* [Trecho do documento]:
Ontem você se foi. Numa espécie de morte
que acomete os vivos. Não chorei. Não me vi vivendo nenhuma espécie de luto.
Apenas constatei que a partida, também simbólica, se consolidava.
Para ser sincera, questionei se partida
seria o termo correto. Como quem questiona se pode ir quem nunca veio. Neste
caso a constatação do “nunca será” foi, não a dedução lógica do doloroso “nunca
foi”, mas a inquestionável face do real.
E por ver a verdade assim tão crua soube
também que este seria o último texto sobre você. Encerramos aqui este monólogo
tão coerente com sua covardia. Não, a intenção não é te ofender num texto final
cheio de rancor. Ou externar minha famosa “braveza”. O intuito é exaurir o
tema. E te poupar não faz parte do plano.
Caso você não tenha interrompido a leitura
para voltar pra sua concha, peço licença
para mais uma rápida digressão antes do texto que te diria respeito: curioso
como tentamos nos forçar à polidez. Acima de tudo desejar o bem do outro,
buscar a parte mais evoluída da nossa humanidade para suprimir pensamentos e
ideias negativas, positivando pensamentos, nos obrigando à civilidade social.
Eu me forço, tento gerar empatia, busco uma versão melhor de mim, crio desculpas
que me pareçam menos rasas ou não tão óbvias, quiça a existência de um amor
verdadeiro, aquele que substitua o que nunca tivemos.

* [Descrição da tarefa]: Transcreva na íntegra o texto de despedida acima, sem qualquer alteração.

* [Relação do material]:
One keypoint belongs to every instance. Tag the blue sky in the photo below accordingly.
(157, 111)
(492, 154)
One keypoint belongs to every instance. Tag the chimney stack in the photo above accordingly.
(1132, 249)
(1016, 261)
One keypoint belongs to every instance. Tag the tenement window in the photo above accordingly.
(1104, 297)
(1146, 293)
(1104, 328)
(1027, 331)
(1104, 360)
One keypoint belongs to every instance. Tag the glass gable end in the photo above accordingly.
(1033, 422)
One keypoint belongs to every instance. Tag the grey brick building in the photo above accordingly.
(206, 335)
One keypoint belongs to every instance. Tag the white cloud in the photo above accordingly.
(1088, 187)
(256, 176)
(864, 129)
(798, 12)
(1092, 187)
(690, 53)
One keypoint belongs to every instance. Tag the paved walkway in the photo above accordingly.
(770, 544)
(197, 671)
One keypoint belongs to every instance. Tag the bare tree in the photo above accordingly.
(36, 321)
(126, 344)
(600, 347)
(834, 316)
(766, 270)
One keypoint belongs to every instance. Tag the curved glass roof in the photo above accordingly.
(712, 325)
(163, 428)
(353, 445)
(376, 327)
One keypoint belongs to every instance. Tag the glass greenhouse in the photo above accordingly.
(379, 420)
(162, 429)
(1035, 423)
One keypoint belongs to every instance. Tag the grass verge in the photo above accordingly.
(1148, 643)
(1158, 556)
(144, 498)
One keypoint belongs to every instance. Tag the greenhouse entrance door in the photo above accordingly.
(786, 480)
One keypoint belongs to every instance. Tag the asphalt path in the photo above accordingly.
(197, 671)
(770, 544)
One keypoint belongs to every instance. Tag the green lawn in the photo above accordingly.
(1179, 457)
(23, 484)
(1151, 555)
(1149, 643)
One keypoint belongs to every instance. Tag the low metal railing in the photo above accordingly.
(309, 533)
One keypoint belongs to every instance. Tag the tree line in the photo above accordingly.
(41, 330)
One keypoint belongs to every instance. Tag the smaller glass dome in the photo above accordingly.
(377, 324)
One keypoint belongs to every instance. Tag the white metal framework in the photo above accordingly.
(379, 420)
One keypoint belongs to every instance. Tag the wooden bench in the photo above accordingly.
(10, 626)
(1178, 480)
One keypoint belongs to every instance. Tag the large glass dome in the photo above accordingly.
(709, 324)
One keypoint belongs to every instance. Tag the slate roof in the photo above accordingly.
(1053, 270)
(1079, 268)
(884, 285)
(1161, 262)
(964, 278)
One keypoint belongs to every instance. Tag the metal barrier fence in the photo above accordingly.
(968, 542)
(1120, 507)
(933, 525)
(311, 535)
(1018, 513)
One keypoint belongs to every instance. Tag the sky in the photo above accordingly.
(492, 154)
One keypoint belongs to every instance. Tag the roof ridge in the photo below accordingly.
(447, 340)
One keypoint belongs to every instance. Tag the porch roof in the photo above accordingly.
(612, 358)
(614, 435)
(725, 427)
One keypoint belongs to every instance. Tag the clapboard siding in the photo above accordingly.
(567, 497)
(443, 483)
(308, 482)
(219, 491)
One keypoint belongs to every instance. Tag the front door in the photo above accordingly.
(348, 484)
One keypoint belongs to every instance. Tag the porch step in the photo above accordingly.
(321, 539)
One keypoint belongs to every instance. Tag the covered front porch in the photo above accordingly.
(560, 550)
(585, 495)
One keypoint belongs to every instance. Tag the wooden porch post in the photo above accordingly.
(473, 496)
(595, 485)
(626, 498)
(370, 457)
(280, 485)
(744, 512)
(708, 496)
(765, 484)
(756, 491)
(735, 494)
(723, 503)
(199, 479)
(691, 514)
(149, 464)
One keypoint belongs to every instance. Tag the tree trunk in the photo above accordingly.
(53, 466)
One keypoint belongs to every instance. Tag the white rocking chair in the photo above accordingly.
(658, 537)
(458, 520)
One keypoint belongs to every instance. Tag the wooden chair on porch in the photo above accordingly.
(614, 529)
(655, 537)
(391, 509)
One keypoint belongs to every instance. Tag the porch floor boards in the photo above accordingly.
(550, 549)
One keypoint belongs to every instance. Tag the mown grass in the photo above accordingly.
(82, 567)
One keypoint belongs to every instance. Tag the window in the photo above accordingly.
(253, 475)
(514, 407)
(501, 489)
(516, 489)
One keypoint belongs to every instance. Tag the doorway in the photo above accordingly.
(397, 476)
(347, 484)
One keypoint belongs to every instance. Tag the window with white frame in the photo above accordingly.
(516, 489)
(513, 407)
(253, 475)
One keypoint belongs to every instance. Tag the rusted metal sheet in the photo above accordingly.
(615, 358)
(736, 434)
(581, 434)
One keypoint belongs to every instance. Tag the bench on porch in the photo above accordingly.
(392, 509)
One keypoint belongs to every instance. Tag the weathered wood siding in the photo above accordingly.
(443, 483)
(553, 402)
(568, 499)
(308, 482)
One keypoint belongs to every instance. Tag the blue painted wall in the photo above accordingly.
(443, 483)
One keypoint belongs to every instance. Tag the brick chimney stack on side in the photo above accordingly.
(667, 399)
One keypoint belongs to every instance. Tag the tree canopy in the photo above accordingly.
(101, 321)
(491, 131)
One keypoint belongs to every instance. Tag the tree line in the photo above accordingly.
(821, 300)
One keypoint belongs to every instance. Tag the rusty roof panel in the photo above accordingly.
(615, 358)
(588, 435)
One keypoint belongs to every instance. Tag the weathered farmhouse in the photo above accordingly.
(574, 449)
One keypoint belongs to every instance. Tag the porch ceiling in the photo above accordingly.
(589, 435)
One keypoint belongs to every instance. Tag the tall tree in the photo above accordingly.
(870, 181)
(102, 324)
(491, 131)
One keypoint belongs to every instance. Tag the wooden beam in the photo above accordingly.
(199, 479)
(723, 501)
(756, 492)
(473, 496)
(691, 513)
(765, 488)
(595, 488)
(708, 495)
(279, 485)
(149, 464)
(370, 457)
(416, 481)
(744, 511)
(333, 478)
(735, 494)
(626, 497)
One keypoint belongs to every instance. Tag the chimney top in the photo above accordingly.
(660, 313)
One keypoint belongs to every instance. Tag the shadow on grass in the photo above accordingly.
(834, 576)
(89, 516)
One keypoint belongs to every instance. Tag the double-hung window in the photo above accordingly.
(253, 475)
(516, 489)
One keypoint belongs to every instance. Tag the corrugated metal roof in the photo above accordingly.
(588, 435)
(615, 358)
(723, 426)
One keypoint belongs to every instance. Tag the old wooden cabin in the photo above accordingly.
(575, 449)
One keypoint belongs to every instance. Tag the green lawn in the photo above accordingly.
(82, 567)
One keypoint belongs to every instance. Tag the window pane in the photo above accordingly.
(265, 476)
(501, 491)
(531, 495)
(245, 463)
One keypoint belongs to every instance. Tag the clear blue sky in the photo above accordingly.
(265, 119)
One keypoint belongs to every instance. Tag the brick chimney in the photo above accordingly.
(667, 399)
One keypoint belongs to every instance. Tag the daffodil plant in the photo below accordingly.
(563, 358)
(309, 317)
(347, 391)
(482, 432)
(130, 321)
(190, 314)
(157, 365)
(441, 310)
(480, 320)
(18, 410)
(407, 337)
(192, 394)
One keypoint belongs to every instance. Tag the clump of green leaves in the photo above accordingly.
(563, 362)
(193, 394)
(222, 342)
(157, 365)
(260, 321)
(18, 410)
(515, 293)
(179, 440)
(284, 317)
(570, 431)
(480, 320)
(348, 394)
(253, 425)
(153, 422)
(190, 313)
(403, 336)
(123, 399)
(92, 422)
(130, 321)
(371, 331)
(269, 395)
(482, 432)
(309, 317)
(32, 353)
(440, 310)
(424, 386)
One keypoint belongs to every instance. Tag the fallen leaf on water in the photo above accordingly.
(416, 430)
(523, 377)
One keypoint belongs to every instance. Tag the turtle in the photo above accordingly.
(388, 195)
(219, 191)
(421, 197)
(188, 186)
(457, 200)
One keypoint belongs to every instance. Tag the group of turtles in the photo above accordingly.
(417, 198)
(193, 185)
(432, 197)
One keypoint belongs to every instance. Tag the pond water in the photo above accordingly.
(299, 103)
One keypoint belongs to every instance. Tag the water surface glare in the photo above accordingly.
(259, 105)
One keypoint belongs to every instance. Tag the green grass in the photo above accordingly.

* [Resultado do exercício]:
Ontem você se foi. Numa espécie de morte
que acomete os vivos. Não chorei. Não me vi vivendo nenhuma espécie de luto.
Apenas constatei que a partida, também simbólica, se consolidava.
Para ser sincera, questionei se partida
seria o termo correto. Como quem questiona se pode ir quem nunca veio. Neste
caso a constatação do “nunca será” foi, não a dedução lógica do doloroso “nunca
foi”, mas a inquestionável face do real.
E por ver a verdade assim tão crua soube
também que este seria o último texto sobre você. Encerramos aqui este monólogo
tão coerente com sua covardia. Não, a intenção não é te ofender num texto final
cheio de rancor. Ou externar minha famosa “braveza”. O intuito é exaurir o
tema. E te poupar não faz parte do plano.
Caso você não tenha interrompido a leitura
para voltar pra sua concha, peço licença
para mais uma rápida digressão antes do texto que te diria respeito: curioso
como tentamos nos forçar à polidez. Acima de tudo desejar o bem do outro,
buscar a parte mais evoluída da nossa humanidade para suprimir pensamentos e
ideias negativas, positivando pensamentos, nos obrigando à civilidade social.
Eu me forço, tento gerar empatia, busco uma versão melhor de mim, crio desculpas
que me pareçam menos rasas ou não tão óbvias, quiça a existência de um amor
verdadeiro, aquele que substitua o que nunca tivemos.